#### Text excerpt:
• • • •

5. How sustainable, truly, is this?

6. David, in light of what I have learnt about OER learning processes, I wrote this last week - a tinkering suggestion for designing your OER courses - I think it is worth repeating, as I'm fairly certain you'll read this week's blog, but not sure about last week's:

Following on OLCOS's process of value chains I think it would be much smarter to require two posts - even if they are each a little shorter. The first would be one's own reflections on the reading (due on Sunday eve?). The second would incorporate others' views of the reading, - it would be my other reflections on the reading in light of this, or perhaps a change to my original post. It would be due a few days later, given that I and many of my peers seem to post nearer the Sunday deadline. This would allow me to articulate my own thoughts clearly, but would also force me to revisit/rethink them in light of others' comments - an excellent learning value chain. Because this would not all be done on Sunday night before midnight, I actually would have a chance to read my peers' work before posting mine.

Week 2-4 questions answered within:

What are the aims of the authors of each report? Do you see a bias toward or against any ideas, organizations, or approaches in any of the reports? Which report spoke the most clearly to you, and why do you think it did? Based on where the field is now, and these initial ideas about where it might go, what part of the open education movement is most interesting to you? Why? What do these overviews of the field have in common? What do they emphasize differently?

Three Overviews of OER:

Giving Knowledge for Free: The Emergence of Open Educational Resources (OECD, 147 pages)

Open Educational Practices and Resources: OLCOS Roadmap 2012 (OLCOS, 149 pages)

A Review of the Open Educational Resources (OER) Movement: Achievements, Challenges, and New Opportunities (Atkins, Brown, and Hammond, 80 pages) Hewlett Foundation

Sunday, September 16, 2007

Week 3: OLCOS & Education as the practice of freedom?

Paulo Freire, in the 1960s, spoke about getting rid of a "banking" notion of education, and thought that learning, particularly literacy, should begin from the learner's own knowledge and building from their experiences (e.g. in his Pedagogy of the Oppressed, Education as the Practice of Freedom, and We Make the Road by Walking).

This week's reading, the European OLCOS article: Open Educational Practices and Resources: OLCOS Roadmap 2012, seems to centre around these same themes - of slowly transforming the practice of teachers and learners. Although this vision has yet to be achieved, four decades later. Similar to Freire, OLCOS speaks about the need for teachers to change from dispensers of knowledge (i.e. banking), to facilitators of learning (Ch. 4). Although OLCOS explicitly recognize that changing institutionalized teaching habits takes time, I thought it is very important that OLCOS suggests that Open Education Resources (content, software and tools), are only the means to the end of furthering this innovative form of learning and knowledge creation (innovation being one of the key hopes of the institution). Their focus on practice, and innovative practice at that, is notable. Will open education become a practice of freedom? too early to say.

Below I have some of the more pertinent thoughts this week's reading elicited. namely 1) collaboration and creating garbage. 2) value chains - rejigging this course to ensure more reflection on others' work - thereby re-using/improving one's ideas. 3) why don't we have open textbooks?

1) I really like the idea of collaboration and co-creation. But I do wonder what will happen to quality of content, and what will happen when so much garbage is on the web. Although there has been a massive growth in the access to useful info on the net (it was amazing to research my thesis and have a digital library of 1/2 of my references, as compared to nothing 10 years ago), on the other hand, this growth has been dwarfed in comparison to the amount of non-peer-reviewed material I need to wade through. And I only expect it to get worse - especially if each class, each year, is constantly creating and recreating. This can be a really wonderful thing, but how do we deal with it in terms of volume? quality? the dividing line between learning for oneself and collective learning?

• • • •

#### Recorded information:
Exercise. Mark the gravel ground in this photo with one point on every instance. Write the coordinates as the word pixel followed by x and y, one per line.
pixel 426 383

• • • •

#### Problems and tasks:
A. According to the blog post on open educational resources, in what decade did Paulo Freire speak about getting rid of a "banking" notion of education?
B. Please rewrite the blog post on open educational resources starting with "Week 3: OLCOS" and going on through "Road by Walking).", with "literacy" changed to "numeracy".

#### Answers to each task:
A. The 1960s.

B.
Week 3: OLCOS & Education as the practice of freedom?

Paulo Freire, in the 1960s, spoke about getting rid of a "banking" notion of education, and thought that learning, particularly numeracy, should begin from the learner's own knowledge and building from their experiences (e.g. in his Pedagogy of the Oppressed, Education as the Practice of Freedom, and We Make the Road by Walking).